>> Start INPUT RECORDS

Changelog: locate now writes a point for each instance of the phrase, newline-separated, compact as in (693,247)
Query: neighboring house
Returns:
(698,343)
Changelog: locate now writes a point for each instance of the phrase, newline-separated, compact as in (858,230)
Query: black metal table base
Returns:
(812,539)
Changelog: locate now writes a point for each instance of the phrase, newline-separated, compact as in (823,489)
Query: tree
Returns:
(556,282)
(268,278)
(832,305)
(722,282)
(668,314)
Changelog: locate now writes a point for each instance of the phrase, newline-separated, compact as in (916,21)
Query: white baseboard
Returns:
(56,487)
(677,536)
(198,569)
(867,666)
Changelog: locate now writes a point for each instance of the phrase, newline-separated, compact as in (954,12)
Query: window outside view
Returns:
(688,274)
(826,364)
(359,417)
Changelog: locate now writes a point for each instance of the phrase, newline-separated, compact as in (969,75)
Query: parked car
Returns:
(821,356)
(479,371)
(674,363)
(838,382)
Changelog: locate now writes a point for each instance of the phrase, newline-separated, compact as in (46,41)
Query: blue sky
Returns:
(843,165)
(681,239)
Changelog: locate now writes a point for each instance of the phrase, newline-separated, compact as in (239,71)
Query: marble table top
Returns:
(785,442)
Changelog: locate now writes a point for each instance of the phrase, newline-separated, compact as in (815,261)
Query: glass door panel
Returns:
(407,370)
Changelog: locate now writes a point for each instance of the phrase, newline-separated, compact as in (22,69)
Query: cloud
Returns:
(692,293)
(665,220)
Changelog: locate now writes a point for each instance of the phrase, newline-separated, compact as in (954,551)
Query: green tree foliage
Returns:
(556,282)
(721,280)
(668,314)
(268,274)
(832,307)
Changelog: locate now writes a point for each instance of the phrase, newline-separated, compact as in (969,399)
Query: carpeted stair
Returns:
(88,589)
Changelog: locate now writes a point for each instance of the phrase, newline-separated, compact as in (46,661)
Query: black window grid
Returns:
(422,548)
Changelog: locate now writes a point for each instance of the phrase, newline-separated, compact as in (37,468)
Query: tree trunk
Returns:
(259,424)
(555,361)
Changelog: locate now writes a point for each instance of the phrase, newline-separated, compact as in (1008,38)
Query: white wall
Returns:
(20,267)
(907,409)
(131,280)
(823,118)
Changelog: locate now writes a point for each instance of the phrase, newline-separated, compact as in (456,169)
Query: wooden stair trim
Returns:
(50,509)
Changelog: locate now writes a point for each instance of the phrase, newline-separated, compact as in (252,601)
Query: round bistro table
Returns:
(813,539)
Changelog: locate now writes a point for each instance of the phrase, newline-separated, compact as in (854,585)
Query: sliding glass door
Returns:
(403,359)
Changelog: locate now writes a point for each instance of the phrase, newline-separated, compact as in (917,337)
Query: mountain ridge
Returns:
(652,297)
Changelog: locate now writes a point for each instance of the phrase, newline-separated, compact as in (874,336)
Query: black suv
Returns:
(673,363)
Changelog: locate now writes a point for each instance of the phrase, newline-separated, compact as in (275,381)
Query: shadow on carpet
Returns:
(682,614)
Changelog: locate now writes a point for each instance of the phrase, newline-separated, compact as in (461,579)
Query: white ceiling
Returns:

>> End INPUT RECORDS

INSTRUCTIONS TO FOLLOW => Write out the entries above word for word.

CORRECT RESPONSE =>
Changelog: locate now writes a point for each instance of the phrase, newline-separated, compact as in (693,247)
Query: neighboring house
Returns:
(698,343)
Changelog: locate now writes a point for each instance of the phrase, newline-separated, compact as in (858,230)
Query: black metal table base
Returns:
(812,539)
Changelog: locate now writes a point for each instance of the phrase, newline-separated, compact as in (823,489)
Query: tree
Returns:
(556,282)
(268,278)
(832,305)
(722,282)
(668,314)
Changelog: locate now writes a point for each instance of the phrase, newline-separated, compact as in (916,21)
Query: white baseboard
Returns:
(56,487)
(677,536)
(198,569)
(867,666)
Changelog: locate now writes a point for each instance of the phrase, newline-separated, compact as in (954,12)
Query: window outside view
Returns:
(688,274)
(826,364)
(359,417)
Changelog: locate now writes a point for each instance of the phrase, newline-separated, compact as in (969,75)
Query: parked car
Returns:
(821,356)
(479,371)
(674,363)
(838,382)
Changelog: locate now writes a point for each instance of the phrase, newline-separated, compact as in (46,41)
Query: blue sky
Returns:
(843,165)
(681,239)
Changelog: locate now writes a point for each instance of the phrase, newline-separated, compact as in (239,71)
Query: marble table top
Returns:
(785,442)
Changelog: locate now writes a point for each instance of the phrase, newline-separated, compact as in (815,261)
Query: glass door panel
Returns:
(407,370)
Changelog: locate now writes a point for each instance of the phrase, newline-separated, compact as in (22,69)
Query: cloud
Returns:
(692,293)
(665,220)
Changelog: locate now writes a point for each instance of the phrase, newline-separated, compact as in (954,551)
Query: green tree foliage
Returns:
(556,282)
(721,280)
(668,314)
(268,274)
(832,307)
Changelog: locate now writes a point for each instance of the phrase, newline-separated, compact as in (969,399)
Query: carpeted stair
Returns:
(88,589)
Changelog: locate now writes a point for each instance of the phrase, newline-separated, compact as in (46,661)
Query: black window grid
Returns:
(422,548)
Changelog: locate now writes a point for each instance of the phrase, newline-separated, compact as in (37,468)
Query: tree trunk
Returns:
(259,424)
(555,361)
Changelog: locate now writes a point for each instance of the phrase, newline-separated, compact as in (1008,38)
Query: white wall
Returns:
(20,267)
(907,409)
(131,280)
(823,118)
Changelog: locate now writes a point for each instance of the phrase, newline-separated, compact as in (456,169)
Query: wooden stair trim
Returns:
(50,509)
Changelog: locate now writes a point for each instance of the phrase, newline-separated, compact as in (252,601)
Query: round bistro table
Returns:
(813,539)
Changelog: locate now writes a point for each instance of the phrase, newline-separated, compact as in (854,585)
Query: sliding glass door
Returns:
(403,359)
Changelog: locate now writes a point for each instance of the phrase, newline-separated, compact as in (917,337)
Query: mountain ridge
Returns:
(652,297)
Changelog: locate now writes a point for each instance of the phrase, newline-separated, compact as in (874,336)
Query: black suv
Returns:
(673,363)
Changelog: locate now writes a point for each instance of the phrase, newline-separated, compact as in (275,381)
Query: shadow on carpet
Returns:
(682,614)
Changelog: locate now writes a point for each instance of the phrase, newline-separated, compact as in (461,579)
Query: white ceiling
Returns:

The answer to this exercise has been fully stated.